AUFGABE — Zitieren Sie wörtlich aus dem unten stehenden Text über das Massaker in Stein. Beginnen Sie bei den Worten „Robert Streibel versuchte“ und hören Sie nach „Überschriften haben, erzählt.“ auf.

TEXTABSCHNITT —
In der Justizanstalt Stein, waren in der NS-Zeit, sowohl normale Gesetzesbrecher, als auch Kommunisten, Widerstandskämpfer, etc, inhaftiert.
Am 6. April, als der Krieg schon verloren und die Russen nahen, bekam der Gefängnisdirektor einen Befehl, alle Gefangenen freizulassen, was zu einem Massaker führte, weil sowohl die SS, die SA, aber auch die Bevölkerung, Jagd auf die Entlassenen machte und fast dreihundert Personen dabei ums Leben kamen.
Robert Streibel versuchte nun aus seinem Interviewmaterial, wie auch vor drei Jahren Manfred Wieninger, einen Dokumentationsroman zu machen, in dem er die Geschichte der einzelnen Gefangenen in zweiundfünfzig Kapitel, die spannende narratrive Überschriften haben, erzählt.
Da gibt es den dreizehnjährigen Josef, der mit seinem Freund den Kriegsalltag erlebt, es gibt Szenen, wo die Gefangenen, aber auch die Wächter und alle anderen, bei einem Eisenbahnzug liegen, wo aus einem Waggon Wein fließt und sich betrinken, Schokolade wird gestohlen und Fleisch von einem toten Pferd herausgeschnitten.
Griechische Häftlinge bzw. Zwangsarbeiter gibt es auch und die Geschichte von einem Lied aus dem Zigeunerbaron, das immer für einen Häftling vor dem Gefängnis gesungen wurde, damit er sich nicht alleine fühlt.
Der Gefängnisdirektor und einige Angestellten wurden nach dem Massaker exekutiert, einige Häftlinge sind in Hadersdorf erschossen worden, anderen ist die Flucht gelungen.

BEREITGESTELLTES MATERIAL —
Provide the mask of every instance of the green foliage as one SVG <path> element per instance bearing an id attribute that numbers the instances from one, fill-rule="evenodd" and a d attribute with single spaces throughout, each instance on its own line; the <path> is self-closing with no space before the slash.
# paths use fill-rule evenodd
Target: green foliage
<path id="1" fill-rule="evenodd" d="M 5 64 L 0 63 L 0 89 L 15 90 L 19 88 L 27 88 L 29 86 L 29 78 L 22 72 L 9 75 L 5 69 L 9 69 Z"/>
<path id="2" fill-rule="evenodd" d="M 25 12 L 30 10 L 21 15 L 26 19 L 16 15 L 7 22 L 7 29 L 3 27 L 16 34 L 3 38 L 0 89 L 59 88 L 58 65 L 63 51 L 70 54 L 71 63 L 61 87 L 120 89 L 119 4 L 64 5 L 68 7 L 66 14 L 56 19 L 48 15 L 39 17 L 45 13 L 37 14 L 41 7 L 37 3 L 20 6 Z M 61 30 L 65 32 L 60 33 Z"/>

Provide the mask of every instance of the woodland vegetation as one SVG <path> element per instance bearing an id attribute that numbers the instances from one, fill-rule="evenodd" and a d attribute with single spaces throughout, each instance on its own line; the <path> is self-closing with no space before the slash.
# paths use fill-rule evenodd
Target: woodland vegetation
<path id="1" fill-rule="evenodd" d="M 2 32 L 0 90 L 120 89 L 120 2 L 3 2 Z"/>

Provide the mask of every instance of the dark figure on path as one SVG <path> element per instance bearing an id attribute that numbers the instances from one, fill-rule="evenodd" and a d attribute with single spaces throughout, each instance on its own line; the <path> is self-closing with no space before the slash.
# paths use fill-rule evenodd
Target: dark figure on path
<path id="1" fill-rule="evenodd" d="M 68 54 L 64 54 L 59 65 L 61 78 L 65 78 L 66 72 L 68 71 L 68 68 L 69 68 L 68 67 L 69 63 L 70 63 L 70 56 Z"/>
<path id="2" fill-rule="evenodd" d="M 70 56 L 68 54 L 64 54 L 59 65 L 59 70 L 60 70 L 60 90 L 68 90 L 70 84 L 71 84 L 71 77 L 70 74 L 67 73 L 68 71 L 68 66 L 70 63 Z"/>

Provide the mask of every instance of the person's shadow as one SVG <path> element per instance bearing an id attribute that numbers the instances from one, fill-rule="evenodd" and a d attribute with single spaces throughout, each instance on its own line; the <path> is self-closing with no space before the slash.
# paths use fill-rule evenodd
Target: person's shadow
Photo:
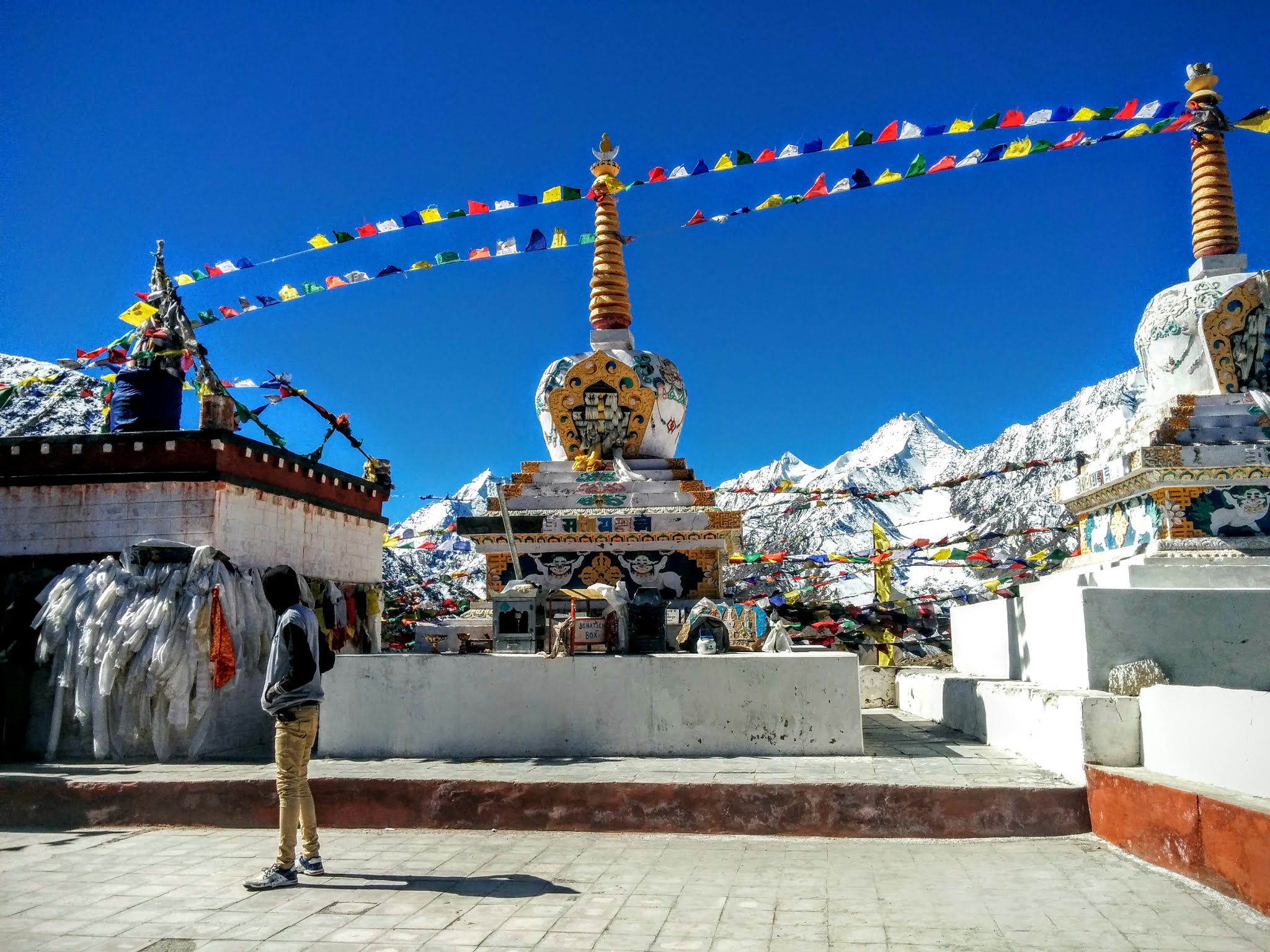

ANTWORT —
Robert Streibel versuchte nun aus seinem Interviewmaterial, wie auch vor drei Jahren Manfred Wieninger, einen Dokumentationsroman zu machen, in dem er die Geschichte der einzelnen Gefangenen in zweiundfünfzig Kapitel, die spannende narratrive Überschriften haben, erzählt.